EXERCISE DATA: Begin

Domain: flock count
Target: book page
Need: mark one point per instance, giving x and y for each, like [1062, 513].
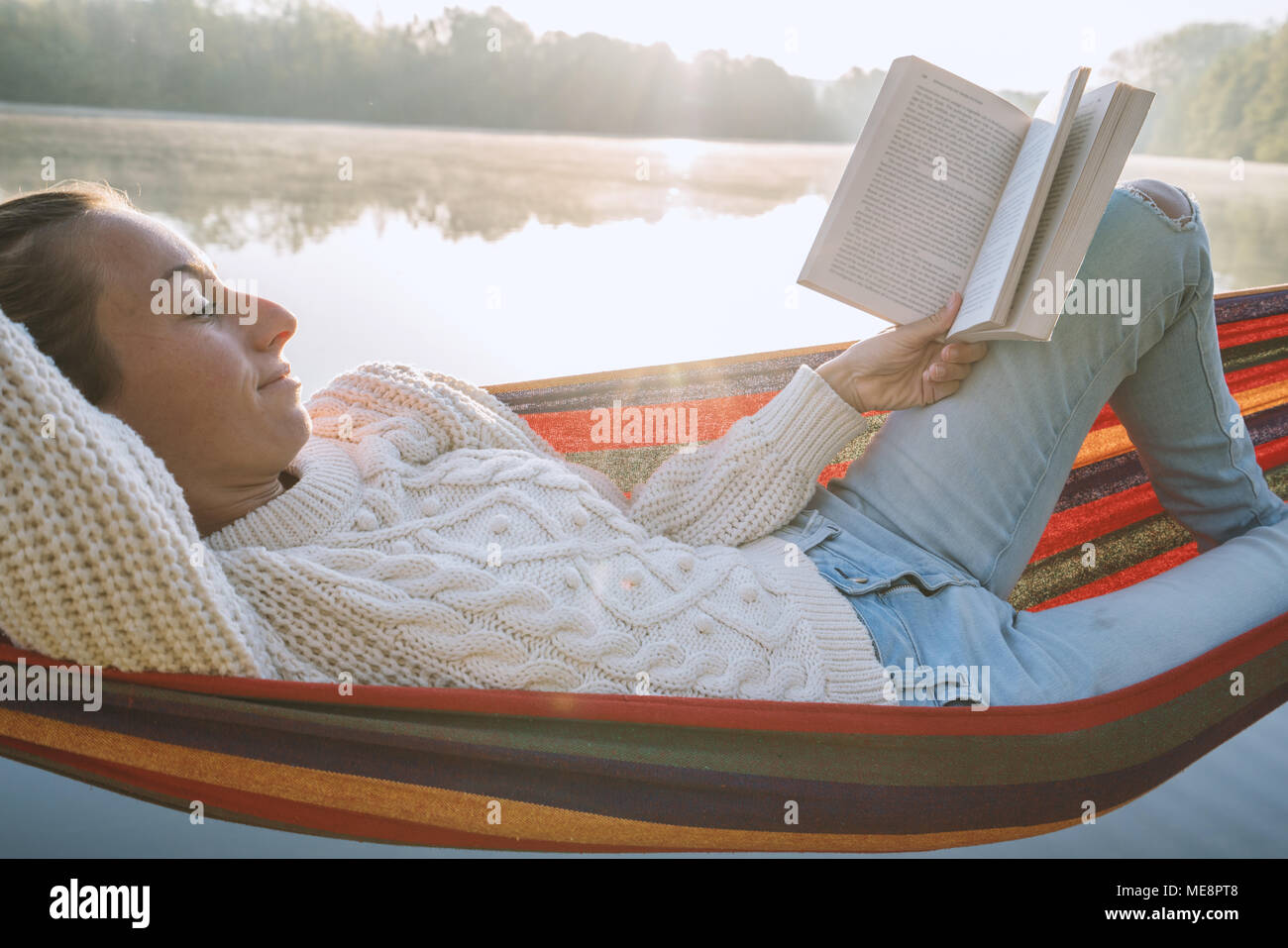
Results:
[917, 196]
[997, 260]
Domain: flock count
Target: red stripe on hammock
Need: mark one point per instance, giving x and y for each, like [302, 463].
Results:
[1128, 576]
[737, 712]
[1095, 518]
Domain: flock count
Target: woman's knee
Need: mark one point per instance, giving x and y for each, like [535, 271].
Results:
[1167, 197]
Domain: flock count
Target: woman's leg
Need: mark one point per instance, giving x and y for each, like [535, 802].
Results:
[974, 478]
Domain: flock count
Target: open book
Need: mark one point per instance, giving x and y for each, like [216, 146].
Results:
[952, 187]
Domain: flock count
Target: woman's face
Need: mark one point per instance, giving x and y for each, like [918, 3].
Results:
[197, 386]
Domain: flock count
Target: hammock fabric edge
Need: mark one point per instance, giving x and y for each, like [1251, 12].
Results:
[558, 772]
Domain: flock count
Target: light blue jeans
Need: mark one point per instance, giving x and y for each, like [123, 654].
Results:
[930, 528]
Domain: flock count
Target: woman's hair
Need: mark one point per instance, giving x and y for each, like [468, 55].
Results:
[51, 282]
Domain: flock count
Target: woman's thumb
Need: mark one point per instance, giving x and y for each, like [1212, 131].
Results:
[941, 318]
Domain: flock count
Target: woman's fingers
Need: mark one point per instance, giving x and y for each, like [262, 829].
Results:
[964, 352]
[945, 371]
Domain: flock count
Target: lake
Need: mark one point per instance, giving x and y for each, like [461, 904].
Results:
[500, 257]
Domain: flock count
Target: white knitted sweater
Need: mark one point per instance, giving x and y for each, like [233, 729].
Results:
[433, 540]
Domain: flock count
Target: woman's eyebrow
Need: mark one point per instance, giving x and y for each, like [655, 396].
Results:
[193, 268]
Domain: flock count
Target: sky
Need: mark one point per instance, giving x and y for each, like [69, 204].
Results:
[999, 44]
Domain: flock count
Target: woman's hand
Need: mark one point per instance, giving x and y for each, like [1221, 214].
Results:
[905, 366]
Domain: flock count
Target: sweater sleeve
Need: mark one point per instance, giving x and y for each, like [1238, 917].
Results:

EXERCISE DATA: End

DIRECTIONS FOR THIS TASK: If a record contains a picture, drop the picture and repeat the rest exactly.

SOLUTION:
Domain: flock count
Target: book page
Need: mark one point per instance, giving x and y for each, like [1062, 513].
Results:
[917, 196]
[997, 260]
Domain: flock count
Target: red stripe on hammock
Need: mark one point per instance, giving x and y for each, like [302, 463].
Results:
[1128, 576]
[737, 712]
[1095, 518]
Domain: flock count
Target: woman's knee
Need: mark one point per instance, giving x and y for each, like [535, 271].
Results:
[1167, 197]
Domain: flock count
Target: woman's leg
Need: mark one point per instance, giving x and y for each, like [535, 802].
Results:
[974, 478]
Domain: flock count
Target: open book
Need: mark one point per instance, giving x and y for each, like [216, 146].
Results:
[952, 187]
Domain: flock count
Target: woman's face
Need: mark one point per instance, giving x and y for each, like [918, 3].
Results:
[197, 386]
Domain: flock count
Target: hammock fabric edge
Need: mark one point per instance, giving x and y for each, like [1251, 12].
Results:
[558, 772]
Domain: flock count
Target: light blue jeans
Need: mark one point per instance, giving x and y for each, like [123, 654].
Results:
[930, 528]
Domain: flock count
Target: woman's hair
Need: mark one point per instance, giving x and y for each, like [468, 55].
Results:
[51, 282]
Domain: flock count
Target: woman's thumb
Need: mark one point per instance, giving x and y for each, like [1212, 131].
Results:
[941, 318]
Domain: flock count
Target: woman's fingers
Need: mark one point per instance, giving x and y for each, like [262, 829].
Results:
[964, 352]
[945, 371]
Domain: flock count
Target: lake
Need: mark one point per instance, giving x and y for each, like [461, 904].
Results:
[500, 257]
Domain: flock count
Target: white knitted sweater
Need: mark one point per instance, giving x and y for each, like [233, 729].
Results:
[433, 540]
Domain: flock count
Target: woman's eyebrow
Need: mark one point per instance, giving x and y for each, like [655, 396].
Results:
[193, 268]
Domain: flock count
Target: sky
Need: mark one point per instance, giving x and y for each, like [69, 204].
Results:
[999, 44]
Domain: flock count
Target: woman's hand
Need: mark one point per instance, giving x and y for each, like [1221, 214].
Results:
[905, 366]
Domain: flock count
Target: sweater sleeve
Need: mark one point per instance, giving x and y for each, like [1238, 917].
Results:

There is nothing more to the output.